From the court opinion below, write out word for word the part that begins at "Bolen moves to" and stops after "favorable to Plaintiffs.".

TEXT BLOCK -
"""
The opinion of the court was delivered by: Kenneth M. Karas, District Judge
In these two civil rights actions, Plaintiffs Jeffrey Deskovic ("Deskovic") and his mother, Linda McGarr ("McGarr") (together, "Plaintiffs"), bring claims against, inter alia, Defendants City of Peekskill, County of Westchester, and a number of police officers and other officials, in connection with the arrest, conviction, and incarceration of Deskovic for a rape and murder that he did not commit.*fn1 Deskovic filed his Amended Complaint on June 13, 2008 and his Second Amended Complaint on May 13, 2009, alleging claims under 42 U.S.C. § 1983 ("Section 1983") for numerous violations of his constitutional rights and under state law for malicious prosecution and intentional infliction of emotional distress. McGarr filed her Amended Complaint on July 7, 2008, alleging Section 1983 claims for violation of her constitutional right to familial association.*fn2 Of particular relevance to the instant matter before the Court, Deskovic alleges Section 1983 claims against Defendant George Bolen ("Bolen"), a former assistant district attorney for the County of Westchester, in his individual capacity, for malicious prosecution and unlawful prolonged detention; McGarr alleges Section 1983 claims against Bolen for violation of her constitutional right to familial association.
Bolen moves to dismiss Plaintiffs' claims as to him pursuant to Federal Rule of Civil Procedure 12(b)(6), claiming that his alleged conduct is protected by absolute immunity.*fn3
Because Bolen has submitted virtually identical memoranda in support of his motions to dismiss both Plaintiffs' claims, and because Plaintiffs rely on identical legal arguments in opposing Bolen's motions, the Court considers both motions together.*fn4
For the reasons discussed below, Bolen's motions to dismiss the claims against him in both actions are granted.*fn5
The Court assumes the allegations in Plaintiffs' Complaints to be true for the purposes of deciding these motions and construes them in the light most favorable to Plaintiffs.
"""
DATASET CONTENT -
"""
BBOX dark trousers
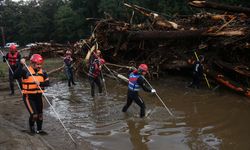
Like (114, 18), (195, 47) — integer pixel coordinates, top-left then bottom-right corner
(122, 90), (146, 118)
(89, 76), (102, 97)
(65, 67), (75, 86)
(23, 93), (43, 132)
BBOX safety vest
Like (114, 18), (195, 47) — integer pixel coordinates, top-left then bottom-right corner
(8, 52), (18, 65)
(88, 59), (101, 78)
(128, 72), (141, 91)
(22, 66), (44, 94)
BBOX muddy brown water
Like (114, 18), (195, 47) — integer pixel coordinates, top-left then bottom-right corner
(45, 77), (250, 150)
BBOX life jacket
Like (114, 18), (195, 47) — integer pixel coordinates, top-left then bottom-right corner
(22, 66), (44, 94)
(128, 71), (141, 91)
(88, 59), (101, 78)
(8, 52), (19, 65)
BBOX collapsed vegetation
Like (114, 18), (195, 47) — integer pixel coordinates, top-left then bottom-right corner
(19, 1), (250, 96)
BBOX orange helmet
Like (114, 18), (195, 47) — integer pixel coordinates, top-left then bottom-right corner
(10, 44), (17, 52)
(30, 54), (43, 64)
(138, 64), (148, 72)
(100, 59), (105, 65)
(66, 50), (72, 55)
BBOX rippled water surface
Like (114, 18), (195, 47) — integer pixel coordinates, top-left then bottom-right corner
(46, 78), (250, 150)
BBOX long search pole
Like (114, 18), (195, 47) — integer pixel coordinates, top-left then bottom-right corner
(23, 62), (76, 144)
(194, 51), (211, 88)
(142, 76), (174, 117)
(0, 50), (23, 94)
"""
SOLUTION TO THIS PROBLEM -
Bolen moves to dismiss Plaintiffs' claims as to him pursuant to Federal Rule of Civil Procedure 12(b)(6), claiming that his alleged conduct is protected by absolute immunity.*fn3
Because Bolen has submitted virtually identical memoranda in support of his motions to dismiss both Plaintiffs' claims, and because Plaintiffs rely on identical legal arguments in opposing Bolen's motions, the Court considers both motions together.*fn4
For the reasons discussed below, Bolen's motions to dismiss the claims against him in both actions are granted.*fn5
The Court assumes the allegations in Plaintiffs' Complaints to be true for the purposes of deciding these motions and construes them in the light most favorable to Plaintiffs.